===== Pasaje mostrado =====

De ahí que camagüeyanos como El Lugareño y Joaquín de Agüero, que realizaron estudios en La Habana y estuvieron en los Estados Unidos en su primera juventud, apenas alcanzaron la posesión de autoridad para determinar sobre sus propios intereses; el uno movilizó bienes propios para fomentar un ferrocarril que sacara de su aislamiento a Puerto Príncipe; el otro, fundó una escuela gratuita de su peculio en Guáimaro y dio libertad a los ocho esclavos que le tocaron en herencia.

===== Información proporcionada =====

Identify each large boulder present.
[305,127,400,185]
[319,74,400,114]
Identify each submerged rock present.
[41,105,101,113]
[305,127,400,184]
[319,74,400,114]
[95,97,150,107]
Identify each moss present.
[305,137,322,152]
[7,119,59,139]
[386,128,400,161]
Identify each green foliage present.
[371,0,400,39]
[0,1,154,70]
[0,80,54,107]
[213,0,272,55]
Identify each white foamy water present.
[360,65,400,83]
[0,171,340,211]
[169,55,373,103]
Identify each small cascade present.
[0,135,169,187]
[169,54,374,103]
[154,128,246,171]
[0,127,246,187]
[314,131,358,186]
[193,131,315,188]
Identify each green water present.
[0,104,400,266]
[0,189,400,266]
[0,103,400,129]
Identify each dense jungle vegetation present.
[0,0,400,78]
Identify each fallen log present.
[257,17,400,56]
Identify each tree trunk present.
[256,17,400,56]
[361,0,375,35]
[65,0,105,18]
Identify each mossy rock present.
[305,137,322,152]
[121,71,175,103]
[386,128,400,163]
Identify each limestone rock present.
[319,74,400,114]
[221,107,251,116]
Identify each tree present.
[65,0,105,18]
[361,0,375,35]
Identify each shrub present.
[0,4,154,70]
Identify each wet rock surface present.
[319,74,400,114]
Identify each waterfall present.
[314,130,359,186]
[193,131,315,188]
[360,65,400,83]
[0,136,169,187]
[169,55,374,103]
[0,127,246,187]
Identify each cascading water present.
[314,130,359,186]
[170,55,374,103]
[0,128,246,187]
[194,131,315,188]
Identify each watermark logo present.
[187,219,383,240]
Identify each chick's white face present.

=====
===== Información proporcionada =====

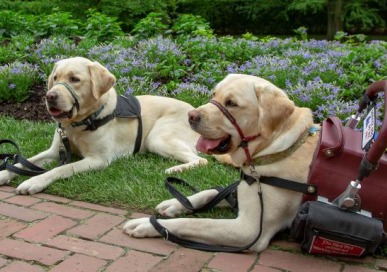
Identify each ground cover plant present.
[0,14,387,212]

=====

▶ **Qué hacer**: Transcribe textualmente un fragmento del pasaje mostrado: comienza en las palabras que contienen "De ahí que camagüeyanos" y detente después de "tocaron en herencia.".

▶ **Resultado de la tarea**:
De ahí que camagüeyanos como El Lugareño y Joaquín de Agüero, que realizaron estudios en La Habana y estuvieron en los Estados Unidos en su primera juventud, apenas alcanzaron la posesión de autoridad para determinar sobre sus propios intereses; el uno movilizó bienes propios para fomentar un ferrocarril que sacara de su aislamiento a Puerto Príncipe; el otro, fundó una escuela gratuita de su peculio en Guáimaro y dio libertad a los ocho esclavos que le tocaron en herencia.